What is expected |
Rewrite the material below with every "trace the outline" changed to "draw the border", leaving all other text as it is.

Data entries
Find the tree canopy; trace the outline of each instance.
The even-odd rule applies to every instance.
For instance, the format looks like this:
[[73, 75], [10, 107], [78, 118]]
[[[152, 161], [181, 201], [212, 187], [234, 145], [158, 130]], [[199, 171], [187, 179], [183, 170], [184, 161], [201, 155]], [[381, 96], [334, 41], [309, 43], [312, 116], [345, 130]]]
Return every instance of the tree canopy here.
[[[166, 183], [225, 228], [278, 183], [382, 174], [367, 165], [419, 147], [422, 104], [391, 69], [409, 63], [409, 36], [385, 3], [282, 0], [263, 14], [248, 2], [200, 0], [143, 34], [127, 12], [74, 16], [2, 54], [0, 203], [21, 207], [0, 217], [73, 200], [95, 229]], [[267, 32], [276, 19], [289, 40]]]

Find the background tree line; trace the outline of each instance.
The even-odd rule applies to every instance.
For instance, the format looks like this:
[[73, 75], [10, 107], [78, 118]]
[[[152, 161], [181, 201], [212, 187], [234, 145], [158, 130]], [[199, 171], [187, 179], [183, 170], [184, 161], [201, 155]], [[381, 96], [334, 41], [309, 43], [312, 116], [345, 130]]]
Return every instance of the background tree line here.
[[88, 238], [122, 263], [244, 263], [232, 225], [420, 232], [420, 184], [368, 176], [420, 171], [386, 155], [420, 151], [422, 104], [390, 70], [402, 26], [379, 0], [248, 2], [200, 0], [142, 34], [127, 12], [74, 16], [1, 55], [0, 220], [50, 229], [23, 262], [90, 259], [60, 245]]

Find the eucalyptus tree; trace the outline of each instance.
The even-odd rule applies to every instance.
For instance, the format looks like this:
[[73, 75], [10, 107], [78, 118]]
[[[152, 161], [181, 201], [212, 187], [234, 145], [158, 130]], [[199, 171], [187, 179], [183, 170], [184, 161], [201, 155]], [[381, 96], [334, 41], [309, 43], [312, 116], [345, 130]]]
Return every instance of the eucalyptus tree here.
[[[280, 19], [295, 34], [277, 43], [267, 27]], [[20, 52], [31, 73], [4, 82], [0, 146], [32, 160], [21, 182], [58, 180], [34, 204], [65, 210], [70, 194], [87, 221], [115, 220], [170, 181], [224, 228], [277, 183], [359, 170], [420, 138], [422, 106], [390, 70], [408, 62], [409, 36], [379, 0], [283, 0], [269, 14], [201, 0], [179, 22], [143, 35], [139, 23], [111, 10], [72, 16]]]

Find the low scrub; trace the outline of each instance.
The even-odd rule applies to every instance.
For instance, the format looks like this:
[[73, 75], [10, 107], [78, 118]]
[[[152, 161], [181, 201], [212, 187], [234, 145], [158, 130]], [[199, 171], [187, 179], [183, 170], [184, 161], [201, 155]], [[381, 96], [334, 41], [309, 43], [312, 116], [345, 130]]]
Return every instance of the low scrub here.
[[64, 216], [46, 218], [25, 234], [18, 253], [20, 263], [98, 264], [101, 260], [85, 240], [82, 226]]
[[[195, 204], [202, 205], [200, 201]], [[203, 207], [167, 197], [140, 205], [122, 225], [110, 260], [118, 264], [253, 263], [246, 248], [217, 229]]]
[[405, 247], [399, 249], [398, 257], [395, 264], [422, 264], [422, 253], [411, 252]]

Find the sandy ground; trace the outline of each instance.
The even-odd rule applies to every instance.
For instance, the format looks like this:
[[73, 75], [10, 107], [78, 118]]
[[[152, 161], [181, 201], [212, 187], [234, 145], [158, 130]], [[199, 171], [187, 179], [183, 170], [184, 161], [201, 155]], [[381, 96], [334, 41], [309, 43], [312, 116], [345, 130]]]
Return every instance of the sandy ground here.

Exercise result |
Find the tree canopy; draw the border of each instance.
The even-odd rule applies to every instance.
For instance, the format looks like this:
[[73, 75], [10, 107], [78, 118]]
[[[152, 161], [181, 201], [212, 187], [234, 145], [158, 130]], [[199, 171], [187, 179], [183, 170], [184, 161], [201, 155]], [[381, 96], [334, 41], [309, 43], [312, 116], [345, 130]]]
Return every instance of the tree canopy here.
[[[166, 183], [225, 228], [278, 183], [382, 174], [367, 165], [419, 147], [422, 104], [391, 69], [409, 63], [409, 36], [385, 3], [282, 0], [263, 14], [248, 2], [200, 0], [143, 34], [127, 12], [74, 16], [2, 54], [0, 203], [21, 207], [0, 217], [73, 200], [95, 229]], [[267, 32], [276, 19], [289, 40]]]

Find the background tree line; draw the border of each instance.
The even-odd rule applies to every instance.
For instance, the format looks like this:
[[73, 75], [10, 107], [78, 118]]
[[[152, 161], [181, 201], [212, 187], [234, 145], [158, 130]], [[199, 171], [187, 179], [183, 170], [184, 161], [201, 155]], [[381, 96], [334, 41], [309, 43], [312, 116], [345, 130]]]
Return every instance of the background tree line here.
[[88, 238], [122, 263], [244, 263], [232, 225], [420, 232], [420, 184], [368, 176], [420, 171], [386, 155], [420, 151], [422, 104], [390, 70], [402, 26], [379, 0], [248, 2], [200, 0], [142, 34], [127, 12], [74, 16], [1, 55], [0, 220], [50, 229], [23, 262], [90, 259], [60, 245]]

Find the eucalyptus tree; draw the border of each instance.
The even-odd rule applies to every instance.
For instance, the format looks like this:
[[73, 75], [10, 107], [78, 118]]
[[[152, 161], [181, 201], [212, 187], [234, 145], [158, 130]], [[199, 171], [187, 179], [183, 170], [184, 161], [201, 155]], [[381, 96], [334, 41], [309, 43], [312, 116], [345, 130]]]
Return every instance of the eucalyptus tree here.
[[[280, 19], [295, 34], [277, 43], [267, 27]], [[20, 52], [31, 73], [4, 82], [0, 146], [32, 160], [21, 182], [58, 180], [34, 204], [65, 210], [70, 194], [87, 221], [115, 220], [170, 181], [224, 228], [277, 183], [359, 170], [420, 138], [422, 106], [390, 70], [408, 62], [409, 36], [379, 0], [283, 0], [269, 14], [201, 0], [179, 22], [143, 35], [139, 23], [111, 10], [72, 16]]]

Find the low scrub; draw the border of each instance.
The even-odd rule applies to every instance.
For instance, the format looks like this:
[[73, 75], [10, 107], [78, 118]]
[[[152, 161], [181, 201], [212, 187], [234, 145], [158, 130]], [[199, 171], [187, 179], [183, 170], [184, 161], [201, 155]], [[381, 96], [334, 41], [309, 43], [312, 116], [345, 130]]]
Return every instance of the low scrub here.
[[64, 216], [46, 218], [25, 234], [18, 253], [20, 263], [98, 264], [101, 260], [85, 240], [82, 226]]
[[[195, 204], [202, 205], [200, 201]], [[203, 207], [167, 197], [140, 205], [122, 225], [110, 260], [118, 264], [253, 263], [246, 248], [217, 229]]]
[[405, 247], [399, 249], [398, 257], [395, 264], [422, 264], [422, 253], [411, 252]]

Find the sandy ground; draw the border of each instance.
The even-odd rule applies to every instance.
For instance, the format looks like this:
[[73, 75], [10, 107], [78, 118]]
[[[152, 161], [181, 201], [212, 187], [234, 145], [158, 130]], [[199, 171], [187, 179], [183, 170], [184, 161], [201, 155]], [[381, 96], [334, 41], [309, 43], [312, 116], [345, 130]]]
Return every instance of the sandy ground here.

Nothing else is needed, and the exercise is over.